• **YOUR ASSIGNMENT**
All lines in the records below with the word "trim" must be returned.

• **ENTRIES SUPPLIED**

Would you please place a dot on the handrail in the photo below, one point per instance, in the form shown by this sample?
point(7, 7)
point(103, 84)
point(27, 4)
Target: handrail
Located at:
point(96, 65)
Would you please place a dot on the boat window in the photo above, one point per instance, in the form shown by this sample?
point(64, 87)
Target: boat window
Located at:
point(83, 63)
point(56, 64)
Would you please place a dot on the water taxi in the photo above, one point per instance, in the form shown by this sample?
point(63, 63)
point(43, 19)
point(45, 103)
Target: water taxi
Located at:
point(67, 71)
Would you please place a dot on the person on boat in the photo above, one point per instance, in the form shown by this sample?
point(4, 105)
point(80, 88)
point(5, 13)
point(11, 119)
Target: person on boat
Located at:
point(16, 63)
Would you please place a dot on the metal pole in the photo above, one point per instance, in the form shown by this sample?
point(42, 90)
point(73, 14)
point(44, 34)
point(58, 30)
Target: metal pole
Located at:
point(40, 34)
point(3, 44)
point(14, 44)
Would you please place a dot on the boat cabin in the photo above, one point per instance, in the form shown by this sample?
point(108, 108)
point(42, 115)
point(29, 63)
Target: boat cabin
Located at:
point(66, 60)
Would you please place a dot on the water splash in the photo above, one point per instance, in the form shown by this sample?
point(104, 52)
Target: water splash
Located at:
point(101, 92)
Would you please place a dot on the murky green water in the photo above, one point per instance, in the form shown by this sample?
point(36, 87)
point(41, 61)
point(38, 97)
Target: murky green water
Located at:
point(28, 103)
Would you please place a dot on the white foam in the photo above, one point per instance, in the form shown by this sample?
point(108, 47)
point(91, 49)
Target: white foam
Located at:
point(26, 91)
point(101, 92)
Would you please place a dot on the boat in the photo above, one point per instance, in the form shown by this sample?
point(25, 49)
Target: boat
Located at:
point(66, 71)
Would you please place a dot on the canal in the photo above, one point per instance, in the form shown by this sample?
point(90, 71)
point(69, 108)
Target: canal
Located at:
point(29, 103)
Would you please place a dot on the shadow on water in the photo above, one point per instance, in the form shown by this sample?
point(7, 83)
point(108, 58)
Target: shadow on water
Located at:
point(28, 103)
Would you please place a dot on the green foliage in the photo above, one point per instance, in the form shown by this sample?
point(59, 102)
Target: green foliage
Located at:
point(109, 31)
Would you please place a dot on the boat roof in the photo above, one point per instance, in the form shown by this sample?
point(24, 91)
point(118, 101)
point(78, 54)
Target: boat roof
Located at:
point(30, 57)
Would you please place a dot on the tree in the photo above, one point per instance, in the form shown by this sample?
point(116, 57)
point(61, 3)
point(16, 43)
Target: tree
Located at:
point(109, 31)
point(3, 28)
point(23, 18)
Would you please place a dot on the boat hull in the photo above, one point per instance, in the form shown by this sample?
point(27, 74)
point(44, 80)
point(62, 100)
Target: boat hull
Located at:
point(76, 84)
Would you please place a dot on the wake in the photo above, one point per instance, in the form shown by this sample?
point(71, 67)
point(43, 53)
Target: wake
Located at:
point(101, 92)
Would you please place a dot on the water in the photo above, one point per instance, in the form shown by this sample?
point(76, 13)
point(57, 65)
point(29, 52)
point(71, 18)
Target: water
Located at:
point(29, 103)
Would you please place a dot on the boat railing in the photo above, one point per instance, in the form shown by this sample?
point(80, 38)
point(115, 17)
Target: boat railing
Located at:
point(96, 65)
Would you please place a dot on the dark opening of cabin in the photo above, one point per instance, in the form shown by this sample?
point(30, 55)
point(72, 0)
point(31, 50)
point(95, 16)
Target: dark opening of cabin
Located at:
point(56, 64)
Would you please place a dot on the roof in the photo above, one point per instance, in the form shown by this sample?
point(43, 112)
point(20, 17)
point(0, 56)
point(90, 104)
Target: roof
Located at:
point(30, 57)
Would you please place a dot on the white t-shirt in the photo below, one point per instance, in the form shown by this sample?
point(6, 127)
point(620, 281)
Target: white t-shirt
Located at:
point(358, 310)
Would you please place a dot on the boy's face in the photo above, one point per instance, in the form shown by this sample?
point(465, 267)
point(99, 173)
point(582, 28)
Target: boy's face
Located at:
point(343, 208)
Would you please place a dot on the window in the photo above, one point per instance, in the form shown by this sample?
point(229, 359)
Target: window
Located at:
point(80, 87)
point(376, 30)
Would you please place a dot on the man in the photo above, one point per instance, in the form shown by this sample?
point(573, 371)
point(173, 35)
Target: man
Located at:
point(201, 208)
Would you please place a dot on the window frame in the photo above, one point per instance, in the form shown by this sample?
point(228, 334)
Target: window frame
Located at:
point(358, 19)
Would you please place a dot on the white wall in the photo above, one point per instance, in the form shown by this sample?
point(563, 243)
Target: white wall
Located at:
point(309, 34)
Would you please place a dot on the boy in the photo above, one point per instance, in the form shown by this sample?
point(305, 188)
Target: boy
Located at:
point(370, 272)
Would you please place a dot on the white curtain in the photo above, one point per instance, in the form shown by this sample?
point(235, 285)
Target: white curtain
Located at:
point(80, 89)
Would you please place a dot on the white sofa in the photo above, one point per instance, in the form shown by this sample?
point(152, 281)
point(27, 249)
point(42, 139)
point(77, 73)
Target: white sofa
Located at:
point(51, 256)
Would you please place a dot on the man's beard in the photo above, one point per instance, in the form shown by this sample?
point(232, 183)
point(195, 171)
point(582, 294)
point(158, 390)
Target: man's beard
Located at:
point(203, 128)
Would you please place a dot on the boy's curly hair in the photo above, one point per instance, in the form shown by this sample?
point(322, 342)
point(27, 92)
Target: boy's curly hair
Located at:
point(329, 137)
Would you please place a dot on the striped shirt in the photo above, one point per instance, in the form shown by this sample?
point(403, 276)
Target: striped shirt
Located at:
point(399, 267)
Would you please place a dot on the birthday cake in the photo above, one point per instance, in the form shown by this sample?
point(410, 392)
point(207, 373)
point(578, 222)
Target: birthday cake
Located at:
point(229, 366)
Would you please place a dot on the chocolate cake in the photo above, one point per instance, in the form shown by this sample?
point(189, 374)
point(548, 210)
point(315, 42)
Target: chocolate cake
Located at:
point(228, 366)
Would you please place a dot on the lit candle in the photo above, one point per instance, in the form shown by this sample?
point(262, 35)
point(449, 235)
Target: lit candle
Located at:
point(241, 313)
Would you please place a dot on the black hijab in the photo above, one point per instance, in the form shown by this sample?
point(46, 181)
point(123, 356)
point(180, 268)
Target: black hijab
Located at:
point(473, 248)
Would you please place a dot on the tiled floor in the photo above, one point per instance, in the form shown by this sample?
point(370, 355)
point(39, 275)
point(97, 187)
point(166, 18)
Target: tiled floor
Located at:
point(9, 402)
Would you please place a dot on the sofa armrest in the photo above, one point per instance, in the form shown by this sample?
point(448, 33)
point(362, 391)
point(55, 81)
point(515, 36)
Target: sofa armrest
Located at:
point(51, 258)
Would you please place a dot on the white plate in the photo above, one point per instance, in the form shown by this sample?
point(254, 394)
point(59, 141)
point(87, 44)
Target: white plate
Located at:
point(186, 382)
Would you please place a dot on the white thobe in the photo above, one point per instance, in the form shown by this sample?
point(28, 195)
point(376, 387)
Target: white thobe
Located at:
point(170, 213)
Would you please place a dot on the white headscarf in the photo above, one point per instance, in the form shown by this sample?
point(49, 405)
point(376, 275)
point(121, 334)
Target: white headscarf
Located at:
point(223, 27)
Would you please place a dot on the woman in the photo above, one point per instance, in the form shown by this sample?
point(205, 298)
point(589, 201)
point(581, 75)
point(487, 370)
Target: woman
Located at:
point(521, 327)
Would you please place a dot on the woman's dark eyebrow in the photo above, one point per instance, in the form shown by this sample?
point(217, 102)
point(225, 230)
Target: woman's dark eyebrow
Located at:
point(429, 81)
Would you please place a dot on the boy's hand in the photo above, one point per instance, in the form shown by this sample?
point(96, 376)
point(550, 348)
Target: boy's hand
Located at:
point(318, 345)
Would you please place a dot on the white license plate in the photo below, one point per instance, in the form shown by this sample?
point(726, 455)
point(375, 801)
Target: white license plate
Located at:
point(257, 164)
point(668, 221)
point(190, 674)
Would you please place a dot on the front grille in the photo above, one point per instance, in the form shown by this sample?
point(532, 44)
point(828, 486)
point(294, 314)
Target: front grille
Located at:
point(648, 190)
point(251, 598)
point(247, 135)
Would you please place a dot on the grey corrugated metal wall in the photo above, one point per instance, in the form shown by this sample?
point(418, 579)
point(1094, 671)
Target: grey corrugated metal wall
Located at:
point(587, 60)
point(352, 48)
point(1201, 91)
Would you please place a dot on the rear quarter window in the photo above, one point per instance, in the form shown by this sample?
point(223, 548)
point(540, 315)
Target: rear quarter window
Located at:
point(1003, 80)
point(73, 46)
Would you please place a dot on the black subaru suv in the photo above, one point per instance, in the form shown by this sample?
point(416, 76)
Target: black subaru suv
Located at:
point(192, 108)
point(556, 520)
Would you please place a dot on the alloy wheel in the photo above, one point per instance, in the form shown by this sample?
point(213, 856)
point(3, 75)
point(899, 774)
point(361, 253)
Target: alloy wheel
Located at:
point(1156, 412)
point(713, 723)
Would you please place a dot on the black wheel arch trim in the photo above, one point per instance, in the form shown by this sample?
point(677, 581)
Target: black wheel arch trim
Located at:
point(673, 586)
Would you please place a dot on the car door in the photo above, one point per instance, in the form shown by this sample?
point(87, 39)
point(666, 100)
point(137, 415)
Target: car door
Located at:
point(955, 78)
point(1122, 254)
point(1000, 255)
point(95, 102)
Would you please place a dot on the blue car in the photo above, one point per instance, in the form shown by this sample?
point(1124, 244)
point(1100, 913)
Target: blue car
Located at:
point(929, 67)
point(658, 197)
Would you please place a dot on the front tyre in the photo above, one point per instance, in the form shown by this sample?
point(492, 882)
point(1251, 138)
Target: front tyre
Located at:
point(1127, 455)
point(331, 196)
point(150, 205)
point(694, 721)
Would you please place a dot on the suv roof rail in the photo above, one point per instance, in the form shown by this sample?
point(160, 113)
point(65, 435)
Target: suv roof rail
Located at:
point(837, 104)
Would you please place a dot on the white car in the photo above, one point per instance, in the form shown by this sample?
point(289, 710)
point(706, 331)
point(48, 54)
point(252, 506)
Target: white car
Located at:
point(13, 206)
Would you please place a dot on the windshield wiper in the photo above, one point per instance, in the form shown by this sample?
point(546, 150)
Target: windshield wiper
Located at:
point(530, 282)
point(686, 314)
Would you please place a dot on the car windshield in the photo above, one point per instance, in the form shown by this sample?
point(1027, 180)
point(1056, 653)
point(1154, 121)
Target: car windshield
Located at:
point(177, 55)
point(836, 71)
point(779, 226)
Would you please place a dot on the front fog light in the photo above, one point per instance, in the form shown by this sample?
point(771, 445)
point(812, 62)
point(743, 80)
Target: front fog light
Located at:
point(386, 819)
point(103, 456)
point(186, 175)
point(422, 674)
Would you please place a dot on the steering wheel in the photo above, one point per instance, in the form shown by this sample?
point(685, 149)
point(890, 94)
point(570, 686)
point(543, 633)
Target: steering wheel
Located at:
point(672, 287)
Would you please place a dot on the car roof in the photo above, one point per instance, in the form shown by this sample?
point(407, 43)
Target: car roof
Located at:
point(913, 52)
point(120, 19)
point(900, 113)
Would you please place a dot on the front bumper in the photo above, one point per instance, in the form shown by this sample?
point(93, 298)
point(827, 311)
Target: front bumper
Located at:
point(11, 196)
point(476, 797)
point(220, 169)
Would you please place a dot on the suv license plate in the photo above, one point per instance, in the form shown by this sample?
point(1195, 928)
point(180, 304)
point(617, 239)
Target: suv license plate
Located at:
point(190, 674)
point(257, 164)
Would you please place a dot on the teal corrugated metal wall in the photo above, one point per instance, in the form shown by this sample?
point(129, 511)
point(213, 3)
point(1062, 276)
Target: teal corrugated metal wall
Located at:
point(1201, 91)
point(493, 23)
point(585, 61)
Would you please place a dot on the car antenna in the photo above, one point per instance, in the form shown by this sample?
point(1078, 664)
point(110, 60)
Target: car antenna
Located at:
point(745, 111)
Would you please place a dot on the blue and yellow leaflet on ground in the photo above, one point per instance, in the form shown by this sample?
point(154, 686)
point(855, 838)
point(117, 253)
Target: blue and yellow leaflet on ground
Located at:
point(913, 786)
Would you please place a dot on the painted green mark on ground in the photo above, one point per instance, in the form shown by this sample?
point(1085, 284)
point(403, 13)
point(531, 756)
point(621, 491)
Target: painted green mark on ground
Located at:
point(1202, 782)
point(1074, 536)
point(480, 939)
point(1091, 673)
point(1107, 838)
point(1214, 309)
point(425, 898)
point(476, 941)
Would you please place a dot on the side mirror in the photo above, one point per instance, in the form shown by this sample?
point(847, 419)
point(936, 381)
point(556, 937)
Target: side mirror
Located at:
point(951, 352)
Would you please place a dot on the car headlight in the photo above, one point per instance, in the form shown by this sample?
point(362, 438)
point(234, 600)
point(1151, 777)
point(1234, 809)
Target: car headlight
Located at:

• **RESPONSE BOX**
Would you please place a dot on the black wheel arch trim in the photo above, one point per instance, in the form shown by this sample?
Target: black wheel arch trim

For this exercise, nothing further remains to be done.